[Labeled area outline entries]
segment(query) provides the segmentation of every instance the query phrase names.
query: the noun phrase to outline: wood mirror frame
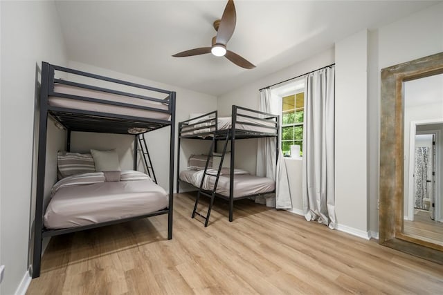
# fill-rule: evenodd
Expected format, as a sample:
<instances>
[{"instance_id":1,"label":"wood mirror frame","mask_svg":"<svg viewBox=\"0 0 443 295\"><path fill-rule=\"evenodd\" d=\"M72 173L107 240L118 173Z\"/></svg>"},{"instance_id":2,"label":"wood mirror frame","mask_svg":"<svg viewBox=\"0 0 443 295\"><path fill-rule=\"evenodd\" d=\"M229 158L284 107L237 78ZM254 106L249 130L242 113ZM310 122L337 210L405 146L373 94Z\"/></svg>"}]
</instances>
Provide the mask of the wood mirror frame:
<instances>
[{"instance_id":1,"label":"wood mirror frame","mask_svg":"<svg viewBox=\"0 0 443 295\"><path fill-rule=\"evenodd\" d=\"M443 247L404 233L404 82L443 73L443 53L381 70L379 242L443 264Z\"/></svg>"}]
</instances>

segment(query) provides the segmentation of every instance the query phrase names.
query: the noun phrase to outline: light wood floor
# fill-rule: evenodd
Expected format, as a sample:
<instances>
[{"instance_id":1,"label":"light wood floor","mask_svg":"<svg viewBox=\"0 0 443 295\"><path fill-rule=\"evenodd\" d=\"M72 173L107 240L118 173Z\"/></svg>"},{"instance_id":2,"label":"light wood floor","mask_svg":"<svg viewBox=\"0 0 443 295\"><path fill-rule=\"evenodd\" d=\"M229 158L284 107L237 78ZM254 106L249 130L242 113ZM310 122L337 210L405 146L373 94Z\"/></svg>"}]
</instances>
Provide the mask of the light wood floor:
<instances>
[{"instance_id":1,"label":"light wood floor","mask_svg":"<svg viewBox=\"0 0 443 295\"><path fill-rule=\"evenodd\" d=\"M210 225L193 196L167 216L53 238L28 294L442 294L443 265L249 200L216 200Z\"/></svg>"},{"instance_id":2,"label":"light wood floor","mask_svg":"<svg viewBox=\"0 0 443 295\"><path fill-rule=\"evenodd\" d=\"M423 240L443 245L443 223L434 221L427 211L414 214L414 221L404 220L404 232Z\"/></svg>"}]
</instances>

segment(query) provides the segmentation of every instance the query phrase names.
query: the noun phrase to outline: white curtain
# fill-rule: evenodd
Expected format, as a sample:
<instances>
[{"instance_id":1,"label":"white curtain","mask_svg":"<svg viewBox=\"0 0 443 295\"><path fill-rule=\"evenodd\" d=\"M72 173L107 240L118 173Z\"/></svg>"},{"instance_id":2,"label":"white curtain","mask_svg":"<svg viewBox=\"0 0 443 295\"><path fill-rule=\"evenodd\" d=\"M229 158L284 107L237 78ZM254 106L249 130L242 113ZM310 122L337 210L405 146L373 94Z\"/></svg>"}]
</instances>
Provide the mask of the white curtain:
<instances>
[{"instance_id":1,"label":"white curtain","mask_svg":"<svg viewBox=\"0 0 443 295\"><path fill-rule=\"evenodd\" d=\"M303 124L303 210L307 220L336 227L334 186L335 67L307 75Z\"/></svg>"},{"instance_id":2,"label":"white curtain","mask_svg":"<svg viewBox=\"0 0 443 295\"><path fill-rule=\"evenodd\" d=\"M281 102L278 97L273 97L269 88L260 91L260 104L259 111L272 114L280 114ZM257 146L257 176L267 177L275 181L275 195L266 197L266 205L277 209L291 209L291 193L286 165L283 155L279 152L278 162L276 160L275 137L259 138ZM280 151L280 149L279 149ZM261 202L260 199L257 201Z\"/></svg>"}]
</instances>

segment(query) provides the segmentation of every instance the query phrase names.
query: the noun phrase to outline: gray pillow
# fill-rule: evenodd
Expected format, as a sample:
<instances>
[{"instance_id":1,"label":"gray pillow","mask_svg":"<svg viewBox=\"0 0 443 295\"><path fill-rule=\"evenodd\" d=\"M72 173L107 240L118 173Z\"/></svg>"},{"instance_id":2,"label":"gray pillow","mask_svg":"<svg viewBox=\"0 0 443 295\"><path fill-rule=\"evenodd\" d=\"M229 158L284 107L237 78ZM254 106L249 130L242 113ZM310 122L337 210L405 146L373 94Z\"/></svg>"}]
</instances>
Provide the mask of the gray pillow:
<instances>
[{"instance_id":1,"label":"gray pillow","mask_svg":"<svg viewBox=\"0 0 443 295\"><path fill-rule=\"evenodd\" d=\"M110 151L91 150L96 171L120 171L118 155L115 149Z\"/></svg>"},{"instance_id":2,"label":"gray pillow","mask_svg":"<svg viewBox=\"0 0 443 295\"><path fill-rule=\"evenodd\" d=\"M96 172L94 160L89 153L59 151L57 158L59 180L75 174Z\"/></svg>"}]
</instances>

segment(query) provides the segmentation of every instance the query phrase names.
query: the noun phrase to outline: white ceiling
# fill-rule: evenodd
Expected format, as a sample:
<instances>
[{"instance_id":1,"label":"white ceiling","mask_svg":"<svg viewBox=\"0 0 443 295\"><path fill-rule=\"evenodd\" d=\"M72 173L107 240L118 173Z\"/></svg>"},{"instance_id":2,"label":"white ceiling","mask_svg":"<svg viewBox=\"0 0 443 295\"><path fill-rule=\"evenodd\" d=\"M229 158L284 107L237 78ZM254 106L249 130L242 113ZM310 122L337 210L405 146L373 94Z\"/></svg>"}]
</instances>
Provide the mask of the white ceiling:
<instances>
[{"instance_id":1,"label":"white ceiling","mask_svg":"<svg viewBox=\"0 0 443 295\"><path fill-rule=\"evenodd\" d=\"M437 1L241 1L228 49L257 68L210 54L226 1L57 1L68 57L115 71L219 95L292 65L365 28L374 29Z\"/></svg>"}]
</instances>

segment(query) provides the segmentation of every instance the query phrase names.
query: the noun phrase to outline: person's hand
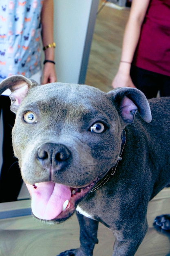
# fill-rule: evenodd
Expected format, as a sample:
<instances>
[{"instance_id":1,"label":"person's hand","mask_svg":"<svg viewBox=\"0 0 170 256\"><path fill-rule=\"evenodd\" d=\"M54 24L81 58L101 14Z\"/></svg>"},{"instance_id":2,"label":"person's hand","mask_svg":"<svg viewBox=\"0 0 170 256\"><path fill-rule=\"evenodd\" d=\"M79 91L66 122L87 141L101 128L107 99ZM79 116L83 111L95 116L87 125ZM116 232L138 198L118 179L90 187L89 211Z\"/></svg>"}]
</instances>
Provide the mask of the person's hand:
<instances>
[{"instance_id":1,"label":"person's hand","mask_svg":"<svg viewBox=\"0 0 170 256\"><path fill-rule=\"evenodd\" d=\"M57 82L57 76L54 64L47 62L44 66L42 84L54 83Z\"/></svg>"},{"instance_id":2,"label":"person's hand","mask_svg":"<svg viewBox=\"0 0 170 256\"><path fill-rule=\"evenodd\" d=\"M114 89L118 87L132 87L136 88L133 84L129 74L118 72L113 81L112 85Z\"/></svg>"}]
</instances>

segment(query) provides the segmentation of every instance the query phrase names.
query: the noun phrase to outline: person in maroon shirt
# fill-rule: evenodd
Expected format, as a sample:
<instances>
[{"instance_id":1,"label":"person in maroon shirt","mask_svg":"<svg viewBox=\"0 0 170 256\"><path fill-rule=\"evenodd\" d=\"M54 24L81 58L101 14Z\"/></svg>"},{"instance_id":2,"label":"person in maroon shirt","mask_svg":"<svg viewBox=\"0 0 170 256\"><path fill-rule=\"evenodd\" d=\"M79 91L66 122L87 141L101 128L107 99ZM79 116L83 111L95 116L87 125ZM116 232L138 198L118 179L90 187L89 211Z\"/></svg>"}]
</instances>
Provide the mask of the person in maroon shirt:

...

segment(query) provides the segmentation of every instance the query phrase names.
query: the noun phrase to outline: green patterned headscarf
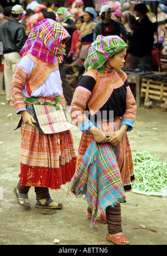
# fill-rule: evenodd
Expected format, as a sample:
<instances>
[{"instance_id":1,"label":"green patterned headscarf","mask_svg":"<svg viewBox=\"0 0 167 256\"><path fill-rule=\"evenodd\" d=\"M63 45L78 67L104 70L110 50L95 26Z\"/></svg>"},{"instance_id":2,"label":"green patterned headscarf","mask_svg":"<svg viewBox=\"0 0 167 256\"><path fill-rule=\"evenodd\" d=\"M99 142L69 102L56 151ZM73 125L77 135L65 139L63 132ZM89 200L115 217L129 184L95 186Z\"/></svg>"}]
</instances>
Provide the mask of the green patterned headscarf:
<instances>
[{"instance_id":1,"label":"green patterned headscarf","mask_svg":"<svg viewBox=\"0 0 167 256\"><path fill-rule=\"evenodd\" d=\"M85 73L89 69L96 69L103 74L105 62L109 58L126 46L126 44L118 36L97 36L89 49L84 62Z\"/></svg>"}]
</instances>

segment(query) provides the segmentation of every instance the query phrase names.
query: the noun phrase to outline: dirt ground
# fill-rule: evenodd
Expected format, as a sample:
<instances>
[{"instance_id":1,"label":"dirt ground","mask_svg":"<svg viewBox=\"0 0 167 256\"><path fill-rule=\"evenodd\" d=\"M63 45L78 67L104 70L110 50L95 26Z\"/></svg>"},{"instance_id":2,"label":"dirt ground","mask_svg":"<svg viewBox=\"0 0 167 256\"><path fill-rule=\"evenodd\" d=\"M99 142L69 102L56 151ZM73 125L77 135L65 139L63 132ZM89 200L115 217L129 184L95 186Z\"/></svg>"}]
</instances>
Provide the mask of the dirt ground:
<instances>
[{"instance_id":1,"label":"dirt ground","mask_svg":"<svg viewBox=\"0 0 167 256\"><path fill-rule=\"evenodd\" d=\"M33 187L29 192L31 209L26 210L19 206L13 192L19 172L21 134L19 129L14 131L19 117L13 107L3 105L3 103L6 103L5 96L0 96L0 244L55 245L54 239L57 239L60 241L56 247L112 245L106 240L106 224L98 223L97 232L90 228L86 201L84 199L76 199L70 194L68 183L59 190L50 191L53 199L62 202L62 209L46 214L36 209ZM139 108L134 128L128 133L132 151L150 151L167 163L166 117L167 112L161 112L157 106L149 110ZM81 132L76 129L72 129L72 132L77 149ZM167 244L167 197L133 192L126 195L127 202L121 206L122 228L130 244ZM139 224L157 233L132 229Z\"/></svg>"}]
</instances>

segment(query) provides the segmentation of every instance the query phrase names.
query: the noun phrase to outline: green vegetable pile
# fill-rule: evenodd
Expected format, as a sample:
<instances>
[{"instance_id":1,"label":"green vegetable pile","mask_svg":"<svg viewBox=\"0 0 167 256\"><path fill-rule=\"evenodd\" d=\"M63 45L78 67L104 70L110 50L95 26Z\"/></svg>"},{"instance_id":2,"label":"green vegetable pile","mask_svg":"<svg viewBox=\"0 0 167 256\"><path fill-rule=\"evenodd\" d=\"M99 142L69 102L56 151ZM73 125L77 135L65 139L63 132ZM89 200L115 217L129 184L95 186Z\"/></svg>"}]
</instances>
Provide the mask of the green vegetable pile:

#### SET PROBLEM:
Report every line in the entries above that contains the string "pile", copying each one in full. Matching is case-sensitive.

#### ANSWER TO THE EXERCISE:
query: the noun phrase to outline: green vegetable pile
[{"instance_id":1,"label":"green vegetable pile","mask_svg":"<svg viewBox=\"0 0 167 256\"><path fill-rule=\"evenodd\" d=\"M63 45L78 67L104 70L110 50L95 26Z\"/></svg>"},{"instance_id":2,"label":"green vegetable pile","mask_svg":"<svg viewBox=\"0 0 167 256\"><path fill-rule=\"evenodd\" d=\"M99 142L69 102L56 151ZM73 125L77 135L65 139L63 132ZM89 200L115 217L129 184L95 186Z\"/></svg>"}]
Provide the mask of the green vegetable pile:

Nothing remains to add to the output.